La Fontana della Rimascita

Sul versante sud del monte S. Paolino, un po’ più giù dell’antichissima Sutera e a soli tre chilometri dal bivio che diparte dallo scorrimento veloce Palermo-Agrigento, su un poggio arieggiato e ameno, sorge Campofranco, ridente comune collinare nella Valle dei Platani, in provincia di Caltanissetta, dalla quale dista 75 chilometri circa.

Circondata dal verde, in un territorio ricco di acque e di giacimenti minerari, Campofranco da quattro secoli celebra le sue feste più importanti: la Pasqua, rappresentata teatralmente, e il festino di S. Calogero “ricco”, patrono della città.

Santuario Diocesano di San Calogero e Chiesa di San Francesco di Assisi

Il suo territorio confina con Sutera, Milena, Casteltermini, Grotte e Aragona. A circa tre chilometri dal paese, in contrada Auricella, una vecchia trazzera conduce direttamente, con un percorso accidentato ma in una zona panoramica e suggestiva, al Gallo d’Oro, un torrente che sgorga da varie sorgenti delle alture di Mussomeli e Montedoro, riceve le acque del torrente Salito e va a gettarsi nel fiume Platani. Quasi al termine della trazzera, a valle, in un punto in cui le due rive si restringono, oggi si possono osservare i due tronconi di un grande ponte, il cosiddetto “ponte romano”, crollato alla fine del Luglio 1980. Il ponte era parte dell’itinerario di Antonino Augusto, importante nodo stradale dell’epoca romana, che portava ad Agrigento.

Nelle vicinanze vi era una statio, la Comiciana, cioè una stazione di passaggio (una sorta di odierno motel) con case, magazzini e stalle, dei quali sono state ritrovate delle tracce. Sicuramente più volte danneggiato e ricostruito, dopo l’ultimo crollo nel 1732 causato da un’alluvione, la Deputazione del Regno di Sicilia aveva dato l’incarico di costruirne uno nuovo: furono utilizzati grossi conci romani per le arcate laterali e fu modificata la campata centrale per renderlo carrabile. Nel 1815 Antonino Lucchesi Palli, principe di Campofranco, lo aveva fatto restaurare. Altri interventi trovarono luogo nel 1931 e nel 1940. Nel 1977 sono comparsi lesioni e squarci tra i massi della parte centrale dell’arco, infatti da lì a poco crollò.

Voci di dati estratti
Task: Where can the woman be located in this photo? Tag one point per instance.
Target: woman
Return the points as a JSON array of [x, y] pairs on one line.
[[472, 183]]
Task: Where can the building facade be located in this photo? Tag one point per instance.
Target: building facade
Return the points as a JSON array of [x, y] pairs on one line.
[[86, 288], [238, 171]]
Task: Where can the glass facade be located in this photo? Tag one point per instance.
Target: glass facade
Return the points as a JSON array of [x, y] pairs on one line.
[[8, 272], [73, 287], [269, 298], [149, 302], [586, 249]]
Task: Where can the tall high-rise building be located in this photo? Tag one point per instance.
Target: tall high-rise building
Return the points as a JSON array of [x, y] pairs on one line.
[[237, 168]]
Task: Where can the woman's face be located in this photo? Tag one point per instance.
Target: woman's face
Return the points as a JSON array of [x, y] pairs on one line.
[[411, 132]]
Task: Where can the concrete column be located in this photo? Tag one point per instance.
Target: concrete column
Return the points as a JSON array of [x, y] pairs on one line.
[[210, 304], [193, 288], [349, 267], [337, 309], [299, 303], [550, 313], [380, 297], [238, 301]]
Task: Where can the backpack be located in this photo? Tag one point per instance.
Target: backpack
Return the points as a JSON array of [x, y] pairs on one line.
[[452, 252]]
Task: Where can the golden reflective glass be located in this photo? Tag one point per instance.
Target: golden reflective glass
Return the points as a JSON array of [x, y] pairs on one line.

:: Elenco dei compiti ::
**1.** Risponda alle seguenti domande in base all'estratto su Campofranco, una per riga:
(a) In quale provincia si trova Campofranco?
(b) Che cosa era la Comiciana?
(c) In quale anno Antonino Lucchesi Palli fece restaurare il ponte?
**2.** Elenchi tutti i comuni con cui, secondo l'estratto su Campofranco, confina il territorio del paese.
Le righe non sono necessarie per svolgere i compiti.

:: Risultati in ordine ::
**1.**
(a) In provincia di Caltanissetta.
(b) Una statio, cioè una stazione di passaggio con case, magazzini e stalle.
(c) Nel 1815.

**2.** Sutera, Milena, Casteltermini, Grotte, Aragona